:: SELECTION ::

Conversation analysis 1
Video Summary & Chapters
No chapters for this video generated yet.
Video Transcript
Hello, today I want to talk to you about conversation analysis, which as the name indicates, are
the concepts and tools involved in describing and analyzing how spoken language works, and
in particular conversation, which for linguists is a very special and unique part of spoken
language, especially because it's so often used primarily for social purposes and not
to communicate meaning, not to teach people, not to get things done, not to do anything
other than...
express a social relationship that one is either building or maintaining with someone else.
So first I'd like to try to convince you that thinking about the structure of a spoken
interaction is valuable for helping us determine what's going on, right? Look at this, you have
nine lines of text all spoken by one person, A, and you don't know what the words are. You just
know that A, I've just used X's, right, A is talking, so what do we see here? A is
talking one long extended turn, no one else is talking. There appear to be few,
there are no pauses marked or anything, just words. Think for a minute what kind,
what genre is that, what genre of interaction is this? What is A doing when
she or he talks like this? I hope you're thinking of something where you have one
speaker talking for an extended amount of time, like a lecture such as I'm doing
now, or perhaps a religious ceremony, although some parts of a religious
ceremony are interactive, of course, some parts aren't. Perhaps a speech by a
political figure, something like that, right, is what you'd expect when you see
a transcription like this, just one person talking. What's going on here? Here
you'll probably be thinking, okay, so this has got two speakers and the turns are
much shorter and they're taking turns going back and forth.

:::
:: COLLECTED DATA ::

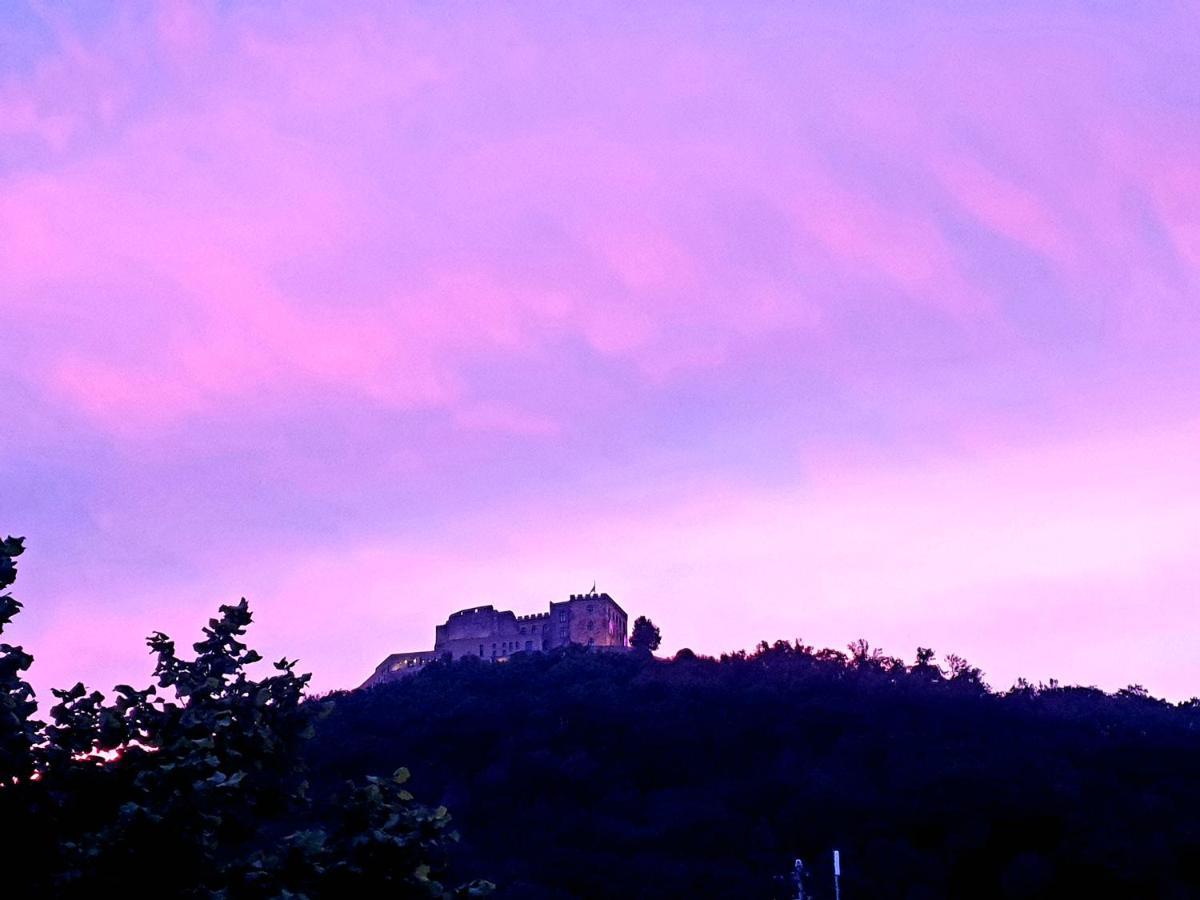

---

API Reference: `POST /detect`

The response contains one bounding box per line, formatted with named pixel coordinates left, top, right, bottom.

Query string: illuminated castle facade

:::

* [EXERCISE TASKS]
1. Reproduce the stretch of the conversation analysis transcript from "Conversation analysis 1" through "with someone else.".
2. In two sentences, summarize the conversation analysis transcript.

* [SOLUTIONS]
1.
Conversation analysis 1
Video Summary & Chapters
No chapters for this video generated yet.
Video Transcript
Hello, today I want to talk to you about conversation analysis, which as the name indicates, are
the concepts and tools involved in describing and analyzing how spoken language works, and
in particular conversation, which for linguists is a very special and unique part of spoken
language, especially because it's so often used primarily for social purposes and not
to communicate meaning, not to teach people, not to get things done, not to do anything
other than...
express a social relationship that one is either building or maintaining with someone else.

2. The speaker introduces conversation analysis as the concepts and tools for describing and analyzing how spoken language works, especially conversation, which is often used mainly for social purposes such as building or maintaining a relationship with someone. To show that the structure of a spoken interaction helps reveal what is going on, the speaker contrasts a transcript of one person talking in a single long turn, which suggests a lecture, a religious ceremony, or a political speech, with one where two speakers take much shorter turns back and forth.